▶ **ABOUT THIS EXERCISE**
Search the data for the string "with" and copy each line where it turns up.
── DATA FOR REVIEW
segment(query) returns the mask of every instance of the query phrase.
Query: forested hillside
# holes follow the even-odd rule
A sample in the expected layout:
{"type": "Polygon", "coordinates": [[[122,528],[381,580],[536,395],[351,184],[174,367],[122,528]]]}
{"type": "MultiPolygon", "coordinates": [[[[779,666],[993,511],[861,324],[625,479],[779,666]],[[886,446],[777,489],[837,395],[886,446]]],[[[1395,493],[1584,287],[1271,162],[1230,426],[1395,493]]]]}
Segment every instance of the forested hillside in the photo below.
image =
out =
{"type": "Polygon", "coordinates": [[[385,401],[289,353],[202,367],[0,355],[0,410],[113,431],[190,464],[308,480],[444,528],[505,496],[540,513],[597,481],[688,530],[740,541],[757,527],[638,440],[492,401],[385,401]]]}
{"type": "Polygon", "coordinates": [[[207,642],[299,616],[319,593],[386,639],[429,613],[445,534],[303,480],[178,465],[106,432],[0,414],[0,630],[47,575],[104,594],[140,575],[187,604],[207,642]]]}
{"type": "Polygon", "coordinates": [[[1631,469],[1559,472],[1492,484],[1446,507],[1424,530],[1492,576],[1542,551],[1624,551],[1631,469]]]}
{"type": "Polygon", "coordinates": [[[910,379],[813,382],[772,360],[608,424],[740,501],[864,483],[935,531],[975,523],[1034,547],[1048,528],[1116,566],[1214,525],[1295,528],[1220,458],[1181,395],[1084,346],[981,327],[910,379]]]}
────
── DATA FOR REVIEW
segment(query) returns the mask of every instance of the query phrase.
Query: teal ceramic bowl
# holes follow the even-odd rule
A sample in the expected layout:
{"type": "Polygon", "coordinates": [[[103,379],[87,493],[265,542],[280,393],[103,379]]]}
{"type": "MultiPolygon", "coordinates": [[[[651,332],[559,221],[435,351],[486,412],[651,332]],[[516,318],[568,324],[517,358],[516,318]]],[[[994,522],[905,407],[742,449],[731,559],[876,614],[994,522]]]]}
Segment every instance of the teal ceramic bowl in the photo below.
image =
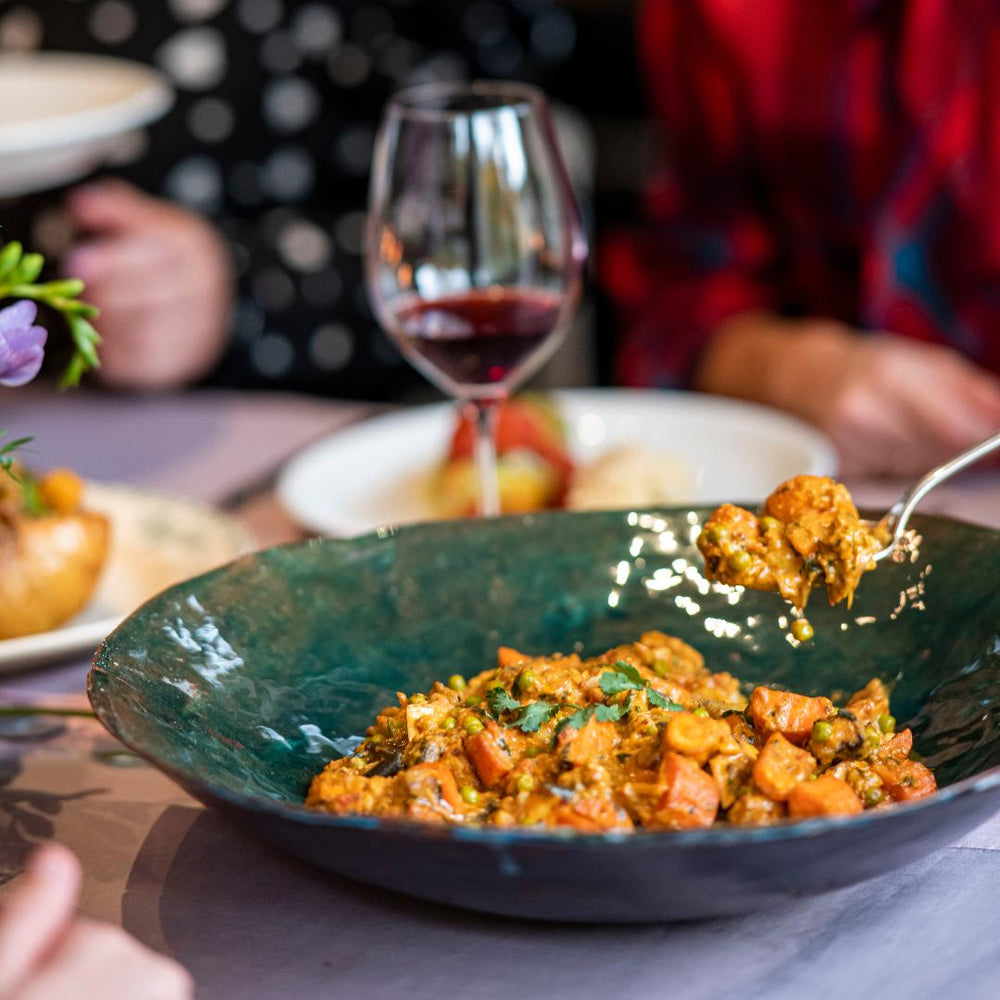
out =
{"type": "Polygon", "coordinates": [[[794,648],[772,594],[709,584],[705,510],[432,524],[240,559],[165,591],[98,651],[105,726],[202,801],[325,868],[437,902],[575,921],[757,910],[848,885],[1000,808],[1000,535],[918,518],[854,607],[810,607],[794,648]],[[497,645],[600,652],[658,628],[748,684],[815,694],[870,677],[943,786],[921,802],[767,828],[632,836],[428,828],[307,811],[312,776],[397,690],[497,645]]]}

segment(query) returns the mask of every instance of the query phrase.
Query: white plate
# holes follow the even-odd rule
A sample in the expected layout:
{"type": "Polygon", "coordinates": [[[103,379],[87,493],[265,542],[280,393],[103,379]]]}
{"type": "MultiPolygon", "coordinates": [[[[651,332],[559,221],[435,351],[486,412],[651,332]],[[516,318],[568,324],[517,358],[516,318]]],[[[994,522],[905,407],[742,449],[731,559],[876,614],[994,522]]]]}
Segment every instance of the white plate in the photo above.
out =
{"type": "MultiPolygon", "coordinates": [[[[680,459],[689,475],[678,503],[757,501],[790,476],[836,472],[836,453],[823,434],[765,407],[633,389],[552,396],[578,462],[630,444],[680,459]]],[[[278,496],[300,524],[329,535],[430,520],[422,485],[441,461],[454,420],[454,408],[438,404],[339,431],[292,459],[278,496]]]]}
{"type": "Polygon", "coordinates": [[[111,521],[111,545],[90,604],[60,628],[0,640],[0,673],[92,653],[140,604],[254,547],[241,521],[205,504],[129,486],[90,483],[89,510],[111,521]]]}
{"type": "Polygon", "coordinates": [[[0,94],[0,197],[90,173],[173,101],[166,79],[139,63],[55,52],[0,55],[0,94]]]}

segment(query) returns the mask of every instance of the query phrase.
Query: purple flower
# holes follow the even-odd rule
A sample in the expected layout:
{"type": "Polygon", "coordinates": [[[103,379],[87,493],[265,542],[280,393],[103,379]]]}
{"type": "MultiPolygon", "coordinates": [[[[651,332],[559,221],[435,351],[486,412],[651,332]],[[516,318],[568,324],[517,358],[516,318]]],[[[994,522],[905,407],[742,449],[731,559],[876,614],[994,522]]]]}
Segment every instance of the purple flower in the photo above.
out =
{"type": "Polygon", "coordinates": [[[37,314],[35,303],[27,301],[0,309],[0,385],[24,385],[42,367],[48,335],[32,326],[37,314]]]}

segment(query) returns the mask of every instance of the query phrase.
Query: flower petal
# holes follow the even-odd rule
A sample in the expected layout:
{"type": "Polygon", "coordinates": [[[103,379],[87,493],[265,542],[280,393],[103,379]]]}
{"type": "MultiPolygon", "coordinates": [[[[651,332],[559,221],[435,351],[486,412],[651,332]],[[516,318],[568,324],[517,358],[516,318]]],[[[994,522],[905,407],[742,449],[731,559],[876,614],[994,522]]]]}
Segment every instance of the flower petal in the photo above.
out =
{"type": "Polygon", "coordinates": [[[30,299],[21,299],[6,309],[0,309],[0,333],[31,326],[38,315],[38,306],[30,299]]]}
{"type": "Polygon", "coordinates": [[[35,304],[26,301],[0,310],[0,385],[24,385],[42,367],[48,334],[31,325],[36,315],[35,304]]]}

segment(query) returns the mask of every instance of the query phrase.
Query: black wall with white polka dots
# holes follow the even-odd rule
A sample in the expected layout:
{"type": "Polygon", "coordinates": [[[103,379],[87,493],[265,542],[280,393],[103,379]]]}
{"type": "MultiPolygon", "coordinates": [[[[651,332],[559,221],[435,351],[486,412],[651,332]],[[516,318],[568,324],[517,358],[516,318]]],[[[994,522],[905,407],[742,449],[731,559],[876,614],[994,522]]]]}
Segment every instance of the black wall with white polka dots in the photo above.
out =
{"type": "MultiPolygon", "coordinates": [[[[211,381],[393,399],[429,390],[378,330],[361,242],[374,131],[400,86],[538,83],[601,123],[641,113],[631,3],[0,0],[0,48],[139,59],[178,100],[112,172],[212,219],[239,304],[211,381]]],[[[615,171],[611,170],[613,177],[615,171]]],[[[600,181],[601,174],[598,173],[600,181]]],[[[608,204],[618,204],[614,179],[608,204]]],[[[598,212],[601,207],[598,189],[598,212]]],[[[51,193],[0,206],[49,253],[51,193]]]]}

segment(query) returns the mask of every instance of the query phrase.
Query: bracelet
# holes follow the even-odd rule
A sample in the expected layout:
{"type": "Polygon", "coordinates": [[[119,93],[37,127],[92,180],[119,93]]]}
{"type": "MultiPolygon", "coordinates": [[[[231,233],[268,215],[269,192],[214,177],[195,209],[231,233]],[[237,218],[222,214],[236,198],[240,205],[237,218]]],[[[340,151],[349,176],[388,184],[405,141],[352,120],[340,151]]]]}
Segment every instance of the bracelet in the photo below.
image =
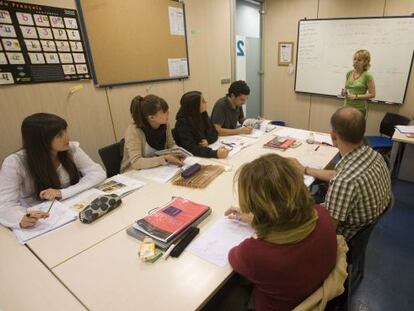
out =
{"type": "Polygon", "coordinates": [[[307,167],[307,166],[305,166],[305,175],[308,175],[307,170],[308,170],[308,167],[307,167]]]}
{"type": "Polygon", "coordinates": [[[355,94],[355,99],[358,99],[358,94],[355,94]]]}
────
── DATA FOR REVIEW
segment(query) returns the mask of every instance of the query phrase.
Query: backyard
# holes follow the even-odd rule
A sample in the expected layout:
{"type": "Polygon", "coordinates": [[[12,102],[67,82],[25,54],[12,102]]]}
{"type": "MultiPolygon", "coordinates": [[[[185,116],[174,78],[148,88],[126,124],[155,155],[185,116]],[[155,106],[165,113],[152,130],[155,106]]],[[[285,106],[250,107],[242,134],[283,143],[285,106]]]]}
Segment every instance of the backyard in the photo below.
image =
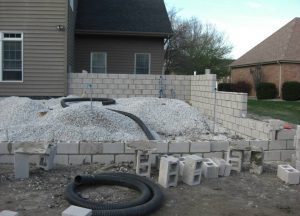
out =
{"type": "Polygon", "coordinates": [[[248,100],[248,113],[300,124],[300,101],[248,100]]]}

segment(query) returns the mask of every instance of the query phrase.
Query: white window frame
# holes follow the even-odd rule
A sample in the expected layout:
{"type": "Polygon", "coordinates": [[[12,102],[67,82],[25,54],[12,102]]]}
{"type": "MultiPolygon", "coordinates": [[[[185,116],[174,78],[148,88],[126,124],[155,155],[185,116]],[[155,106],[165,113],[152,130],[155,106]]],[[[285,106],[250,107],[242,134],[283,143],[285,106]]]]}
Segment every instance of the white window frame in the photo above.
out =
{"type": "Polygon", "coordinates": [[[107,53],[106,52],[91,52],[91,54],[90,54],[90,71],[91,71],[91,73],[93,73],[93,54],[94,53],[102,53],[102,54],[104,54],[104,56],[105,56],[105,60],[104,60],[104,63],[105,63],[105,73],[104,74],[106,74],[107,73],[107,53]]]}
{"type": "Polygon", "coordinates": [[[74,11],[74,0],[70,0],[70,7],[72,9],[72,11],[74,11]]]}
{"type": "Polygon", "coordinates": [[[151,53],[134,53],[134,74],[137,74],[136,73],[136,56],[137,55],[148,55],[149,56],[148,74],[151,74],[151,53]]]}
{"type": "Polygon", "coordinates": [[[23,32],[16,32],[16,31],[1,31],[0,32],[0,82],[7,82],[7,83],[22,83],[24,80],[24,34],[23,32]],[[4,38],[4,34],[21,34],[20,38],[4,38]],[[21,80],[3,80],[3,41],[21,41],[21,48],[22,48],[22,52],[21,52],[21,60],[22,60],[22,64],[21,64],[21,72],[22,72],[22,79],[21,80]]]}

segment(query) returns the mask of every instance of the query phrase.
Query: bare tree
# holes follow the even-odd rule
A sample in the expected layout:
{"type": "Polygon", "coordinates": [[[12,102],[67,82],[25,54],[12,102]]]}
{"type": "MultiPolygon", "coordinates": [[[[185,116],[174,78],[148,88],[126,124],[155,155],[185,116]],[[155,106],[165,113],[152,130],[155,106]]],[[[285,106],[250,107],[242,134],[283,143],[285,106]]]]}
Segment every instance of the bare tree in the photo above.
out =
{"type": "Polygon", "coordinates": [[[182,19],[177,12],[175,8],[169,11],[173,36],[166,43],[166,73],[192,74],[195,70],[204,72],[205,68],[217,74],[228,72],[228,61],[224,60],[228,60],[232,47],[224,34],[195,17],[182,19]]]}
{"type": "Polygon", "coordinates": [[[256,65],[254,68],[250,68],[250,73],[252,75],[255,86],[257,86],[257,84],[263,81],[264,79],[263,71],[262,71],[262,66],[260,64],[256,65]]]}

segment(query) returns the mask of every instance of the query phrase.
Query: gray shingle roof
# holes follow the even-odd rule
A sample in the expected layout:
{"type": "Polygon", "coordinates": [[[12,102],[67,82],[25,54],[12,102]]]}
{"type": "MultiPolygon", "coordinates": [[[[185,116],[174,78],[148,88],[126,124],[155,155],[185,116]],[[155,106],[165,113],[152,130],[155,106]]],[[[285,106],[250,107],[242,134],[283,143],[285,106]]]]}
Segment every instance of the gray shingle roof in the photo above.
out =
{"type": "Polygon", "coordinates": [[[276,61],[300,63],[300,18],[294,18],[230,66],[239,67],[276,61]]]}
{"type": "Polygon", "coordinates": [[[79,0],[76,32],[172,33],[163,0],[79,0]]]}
────
▶ **REPLY**
Query: black wall with white polka dots
Segment every instance of the black wall with white polka dots in the photo above.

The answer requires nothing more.